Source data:
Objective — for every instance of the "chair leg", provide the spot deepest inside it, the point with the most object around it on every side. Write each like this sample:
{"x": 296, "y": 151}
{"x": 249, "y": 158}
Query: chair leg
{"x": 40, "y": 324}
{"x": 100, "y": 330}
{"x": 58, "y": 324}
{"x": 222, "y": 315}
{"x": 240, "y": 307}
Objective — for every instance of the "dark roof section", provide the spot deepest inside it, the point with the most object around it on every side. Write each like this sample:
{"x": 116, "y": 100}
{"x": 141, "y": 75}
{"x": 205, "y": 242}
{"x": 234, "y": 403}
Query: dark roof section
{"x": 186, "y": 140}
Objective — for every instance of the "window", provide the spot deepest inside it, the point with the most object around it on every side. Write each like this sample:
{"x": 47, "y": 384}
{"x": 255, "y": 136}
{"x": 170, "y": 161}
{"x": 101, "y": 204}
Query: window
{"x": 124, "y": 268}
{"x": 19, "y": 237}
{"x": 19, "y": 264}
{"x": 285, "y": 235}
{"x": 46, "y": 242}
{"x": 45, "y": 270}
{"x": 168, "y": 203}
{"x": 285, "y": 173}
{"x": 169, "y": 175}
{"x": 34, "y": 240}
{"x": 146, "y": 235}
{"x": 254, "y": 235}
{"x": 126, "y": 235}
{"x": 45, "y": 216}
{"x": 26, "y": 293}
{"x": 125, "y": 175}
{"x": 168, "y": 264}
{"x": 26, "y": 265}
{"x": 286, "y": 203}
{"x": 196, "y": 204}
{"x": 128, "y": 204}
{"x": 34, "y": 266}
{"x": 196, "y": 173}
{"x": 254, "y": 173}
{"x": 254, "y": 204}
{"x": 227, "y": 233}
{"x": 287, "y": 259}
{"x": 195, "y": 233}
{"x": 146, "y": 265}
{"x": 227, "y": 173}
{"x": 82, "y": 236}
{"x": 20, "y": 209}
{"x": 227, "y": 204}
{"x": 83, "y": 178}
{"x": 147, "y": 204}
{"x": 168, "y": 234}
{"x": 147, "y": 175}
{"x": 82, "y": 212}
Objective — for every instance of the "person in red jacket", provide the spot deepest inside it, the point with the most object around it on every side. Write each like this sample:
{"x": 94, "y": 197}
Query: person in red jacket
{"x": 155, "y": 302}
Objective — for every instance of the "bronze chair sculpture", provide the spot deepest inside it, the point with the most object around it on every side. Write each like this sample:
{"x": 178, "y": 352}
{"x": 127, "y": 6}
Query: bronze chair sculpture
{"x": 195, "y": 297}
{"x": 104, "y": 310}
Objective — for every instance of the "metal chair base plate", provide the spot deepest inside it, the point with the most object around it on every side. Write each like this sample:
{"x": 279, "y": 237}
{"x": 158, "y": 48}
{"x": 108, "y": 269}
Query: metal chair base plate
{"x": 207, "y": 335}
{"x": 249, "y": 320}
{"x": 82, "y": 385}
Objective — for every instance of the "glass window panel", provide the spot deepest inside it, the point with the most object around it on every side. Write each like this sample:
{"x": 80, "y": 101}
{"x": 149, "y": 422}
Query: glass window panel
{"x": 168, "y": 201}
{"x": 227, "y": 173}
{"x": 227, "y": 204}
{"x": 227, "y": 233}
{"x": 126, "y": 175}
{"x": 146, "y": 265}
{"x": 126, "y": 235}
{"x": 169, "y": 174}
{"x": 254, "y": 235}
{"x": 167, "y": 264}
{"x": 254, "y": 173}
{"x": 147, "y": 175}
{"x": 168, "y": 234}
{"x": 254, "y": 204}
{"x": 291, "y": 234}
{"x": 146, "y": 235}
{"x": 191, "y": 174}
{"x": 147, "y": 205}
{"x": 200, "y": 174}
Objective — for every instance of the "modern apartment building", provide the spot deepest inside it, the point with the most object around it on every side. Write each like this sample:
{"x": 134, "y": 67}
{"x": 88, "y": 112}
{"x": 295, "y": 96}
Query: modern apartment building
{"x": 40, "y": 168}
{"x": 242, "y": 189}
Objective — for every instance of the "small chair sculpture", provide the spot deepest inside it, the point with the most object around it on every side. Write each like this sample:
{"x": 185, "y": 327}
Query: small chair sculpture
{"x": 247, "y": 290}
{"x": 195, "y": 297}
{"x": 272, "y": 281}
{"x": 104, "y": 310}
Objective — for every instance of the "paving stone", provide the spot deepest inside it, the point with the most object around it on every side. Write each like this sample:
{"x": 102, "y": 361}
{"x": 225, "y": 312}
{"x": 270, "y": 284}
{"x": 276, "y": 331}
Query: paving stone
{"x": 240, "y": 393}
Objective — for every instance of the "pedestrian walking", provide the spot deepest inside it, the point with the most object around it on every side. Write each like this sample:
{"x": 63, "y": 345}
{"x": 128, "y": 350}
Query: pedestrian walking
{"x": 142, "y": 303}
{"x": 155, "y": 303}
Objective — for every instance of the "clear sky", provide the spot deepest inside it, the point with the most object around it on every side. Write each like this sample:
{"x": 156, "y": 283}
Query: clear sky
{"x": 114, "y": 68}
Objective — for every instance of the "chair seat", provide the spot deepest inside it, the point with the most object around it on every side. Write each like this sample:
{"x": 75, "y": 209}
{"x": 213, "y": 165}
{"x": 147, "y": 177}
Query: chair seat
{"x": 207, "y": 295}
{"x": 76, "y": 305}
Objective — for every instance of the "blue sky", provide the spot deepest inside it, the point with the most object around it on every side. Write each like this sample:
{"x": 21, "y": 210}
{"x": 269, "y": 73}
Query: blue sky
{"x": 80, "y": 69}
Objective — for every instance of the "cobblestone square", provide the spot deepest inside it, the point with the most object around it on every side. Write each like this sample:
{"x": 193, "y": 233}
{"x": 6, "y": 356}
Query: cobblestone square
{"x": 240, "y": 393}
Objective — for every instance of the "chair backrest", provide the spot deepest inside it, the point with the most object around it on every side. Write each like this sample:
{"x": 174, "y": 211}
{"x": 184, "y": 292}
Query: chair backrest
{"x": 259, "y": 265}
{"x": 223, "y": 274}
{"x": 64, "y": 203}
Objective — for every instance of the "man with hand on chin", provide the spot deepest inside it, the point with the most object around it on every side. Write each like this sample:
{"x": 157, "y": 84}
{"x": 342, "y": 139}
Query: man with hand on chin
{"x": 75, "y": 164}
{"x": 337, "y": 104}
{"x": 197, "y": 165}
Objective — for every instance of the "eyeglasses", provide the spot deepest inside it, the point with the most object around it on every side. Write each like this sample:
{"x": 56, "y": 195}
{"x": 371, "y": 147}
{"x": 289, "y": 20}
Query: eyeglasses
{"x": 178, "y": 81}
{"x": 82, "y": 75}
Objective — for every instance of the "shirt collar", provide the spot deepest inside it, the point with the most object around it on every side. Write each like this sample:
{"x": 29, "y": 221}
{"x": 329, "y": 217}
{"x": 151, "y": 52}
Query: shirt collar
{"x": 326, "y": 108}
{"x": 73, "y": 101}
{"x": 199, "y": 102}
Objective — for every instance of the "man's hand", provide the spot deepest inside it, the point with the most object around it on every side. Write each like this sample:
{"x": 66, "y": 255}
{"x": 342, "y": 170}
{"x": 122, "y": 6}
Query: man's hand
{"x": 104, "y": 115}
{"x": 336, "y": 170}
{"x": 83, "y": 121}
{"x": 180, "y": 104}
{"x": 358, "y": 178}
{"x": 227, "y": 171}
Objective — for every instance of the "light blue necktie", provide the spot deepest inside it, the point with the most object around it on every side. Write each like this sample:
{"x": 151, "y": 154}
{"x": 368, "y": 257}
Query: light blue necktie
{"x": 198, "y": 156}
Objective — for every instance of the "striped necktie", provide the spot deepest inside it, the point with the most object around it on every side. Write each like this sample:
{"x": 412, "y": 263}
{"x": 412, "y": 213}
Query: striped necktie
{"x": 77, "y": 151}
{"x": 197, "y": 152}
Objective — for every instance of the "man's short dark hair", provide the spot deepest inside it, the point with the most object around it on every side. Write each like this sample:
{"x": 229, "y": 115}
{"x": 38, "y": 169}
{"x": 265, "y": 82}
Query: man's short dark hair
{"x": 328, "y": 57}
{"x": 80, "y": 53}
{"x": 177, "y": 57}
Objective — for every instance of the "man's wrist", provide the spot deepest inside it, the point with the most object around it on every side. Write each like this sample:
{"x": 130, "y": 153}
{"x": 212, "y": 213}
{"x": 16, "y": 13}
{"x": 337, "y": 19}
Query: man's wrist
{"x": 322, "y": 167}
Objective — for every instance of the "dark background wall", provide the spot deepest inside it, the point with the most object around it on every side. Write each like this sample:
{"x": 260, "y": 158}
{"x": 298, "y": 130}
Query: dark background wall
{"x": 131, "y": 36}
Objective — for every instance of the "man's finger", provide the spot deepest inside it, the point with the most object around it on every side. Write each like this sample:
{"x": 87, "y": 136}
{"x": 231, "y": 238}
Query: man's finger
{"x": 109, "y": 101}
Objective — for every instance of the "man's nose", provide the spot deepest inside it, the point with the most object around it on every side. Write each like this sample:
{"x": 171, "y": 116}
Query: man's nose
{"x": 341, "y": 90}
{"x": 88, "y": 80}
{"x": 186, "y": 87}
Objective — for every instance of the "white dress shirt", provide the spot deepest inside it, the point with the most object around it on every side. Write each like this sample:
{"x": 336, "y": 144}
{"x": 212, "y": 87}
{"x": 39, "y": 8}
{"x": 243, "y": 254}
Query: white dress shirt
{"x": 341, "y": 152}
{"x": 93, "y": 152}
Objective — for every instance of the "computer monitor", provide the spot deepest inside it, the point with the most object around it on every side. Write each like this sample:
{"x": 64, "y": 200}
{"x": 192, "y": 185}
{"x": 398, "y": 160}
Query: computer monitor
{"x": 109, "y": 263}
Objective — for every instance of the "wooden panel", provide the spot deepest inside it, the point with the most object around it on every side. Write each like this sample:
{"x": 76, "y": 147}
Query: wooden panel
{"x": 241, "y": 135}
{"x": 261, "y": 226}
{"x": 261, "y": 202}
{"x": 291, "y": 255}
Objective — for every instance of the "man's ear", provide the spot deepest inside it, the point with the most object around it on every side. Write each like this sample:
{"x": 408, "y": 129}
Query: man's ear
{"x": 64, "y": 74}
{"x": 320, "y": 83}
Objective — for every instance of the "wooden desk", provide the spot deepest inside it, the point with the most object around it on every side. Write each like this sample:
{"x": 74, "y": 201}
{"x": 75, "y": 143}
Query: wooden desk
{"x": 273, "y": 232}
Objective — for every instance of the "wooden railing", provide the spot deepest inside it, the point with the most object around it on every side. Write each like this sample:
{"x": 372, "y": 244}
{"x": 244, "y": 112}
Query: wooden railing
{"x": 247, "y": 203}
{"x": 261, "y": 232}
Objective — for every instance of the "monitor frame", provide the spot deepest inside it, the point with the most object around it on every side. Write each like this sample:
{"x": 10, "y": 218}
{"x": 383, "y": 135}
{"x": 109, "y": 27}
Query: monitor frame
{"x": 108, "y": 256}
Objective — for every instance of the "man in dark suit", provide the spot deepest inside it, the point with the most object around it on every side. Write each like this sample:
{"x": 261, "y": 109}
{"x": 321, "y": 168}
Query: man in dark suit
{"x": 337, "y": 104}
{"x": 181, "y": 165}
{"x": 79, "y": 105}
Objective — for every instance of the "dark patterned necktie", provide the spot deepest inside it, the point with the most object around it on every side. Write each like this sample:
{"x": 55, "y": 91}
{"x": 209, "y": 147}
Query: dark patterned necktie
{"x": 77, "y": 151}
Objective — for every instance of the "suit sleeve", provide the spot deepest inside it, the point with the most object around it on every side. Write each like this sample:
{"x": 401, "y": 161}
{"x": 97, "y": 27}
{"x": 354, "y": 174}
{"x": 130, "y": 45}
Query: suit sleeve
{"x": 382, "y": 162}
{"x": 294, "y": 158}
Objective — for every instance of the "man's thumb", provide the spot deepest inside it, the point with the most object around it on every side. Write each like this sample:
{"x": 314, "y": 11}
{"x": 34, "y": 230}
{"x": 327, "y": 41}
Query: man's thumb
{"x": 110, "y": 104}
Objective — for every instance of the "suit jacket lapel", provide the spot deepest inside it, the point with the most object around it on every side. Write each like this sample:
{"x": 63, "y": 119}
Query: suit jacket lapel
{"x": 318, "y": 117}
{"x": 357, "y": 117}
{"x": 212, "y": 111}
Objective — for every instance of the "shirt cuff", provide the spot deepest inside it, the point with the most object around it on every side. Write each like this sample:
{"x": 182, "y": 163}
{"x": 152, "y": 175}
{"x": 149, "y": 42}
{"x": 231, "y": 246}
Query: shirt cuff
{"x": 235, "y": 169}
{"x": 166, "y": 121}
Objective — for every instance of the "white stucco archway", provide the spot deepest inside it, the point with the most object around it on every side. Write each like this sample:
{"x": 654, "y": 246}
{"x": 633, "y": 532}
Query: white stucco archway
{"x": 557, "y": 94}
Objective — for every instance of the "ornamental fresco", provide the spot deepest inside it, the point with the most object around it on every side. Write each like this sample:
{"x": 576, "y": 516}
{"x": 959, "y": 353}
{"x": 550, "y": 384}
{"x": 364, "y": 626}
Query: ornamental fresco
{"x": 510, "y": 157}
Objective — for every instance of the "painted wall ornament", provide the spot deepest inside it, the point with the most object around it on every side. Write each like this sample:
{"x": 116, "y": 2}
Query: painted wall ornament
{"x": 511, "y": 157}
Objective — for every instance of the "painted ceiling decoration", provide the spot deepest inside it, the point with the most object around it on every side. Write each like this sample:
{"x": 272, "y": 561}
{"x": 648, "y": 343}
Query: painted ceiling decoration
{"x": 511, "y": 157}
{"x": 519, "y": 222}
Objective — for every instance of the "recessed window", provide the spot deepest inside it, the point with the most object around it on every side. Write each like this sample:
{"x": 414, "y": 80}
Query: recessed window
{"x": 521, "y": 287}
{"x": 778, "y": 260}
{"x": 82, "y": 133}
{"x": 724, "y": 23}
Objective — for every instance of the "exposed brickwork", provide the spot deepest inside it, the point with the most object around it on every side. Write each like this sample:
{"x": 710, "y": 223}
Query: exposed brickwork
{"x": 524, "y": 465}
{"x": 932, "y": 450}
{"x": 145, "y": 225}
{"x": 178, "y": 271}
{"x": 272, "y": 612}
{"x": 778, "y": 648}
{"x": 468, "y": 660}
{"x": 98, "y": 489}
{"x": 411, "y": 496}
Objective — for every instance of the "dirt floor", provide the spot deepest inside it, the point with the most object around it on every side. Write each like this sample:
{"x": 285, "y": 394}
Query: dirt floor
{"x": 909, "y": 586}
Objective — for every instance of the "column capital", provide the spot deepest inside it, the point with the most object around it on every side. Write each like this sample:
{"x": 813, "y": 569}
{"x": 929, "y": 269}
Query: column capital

## Prompt
Going through the entries above, show each line that contains "column".

## Result for this exercise
Objective — for every instance of the "column capital", provide the spot deepest inside it, the point with the most object around it on every side. Write each like this sample:
Query: column capital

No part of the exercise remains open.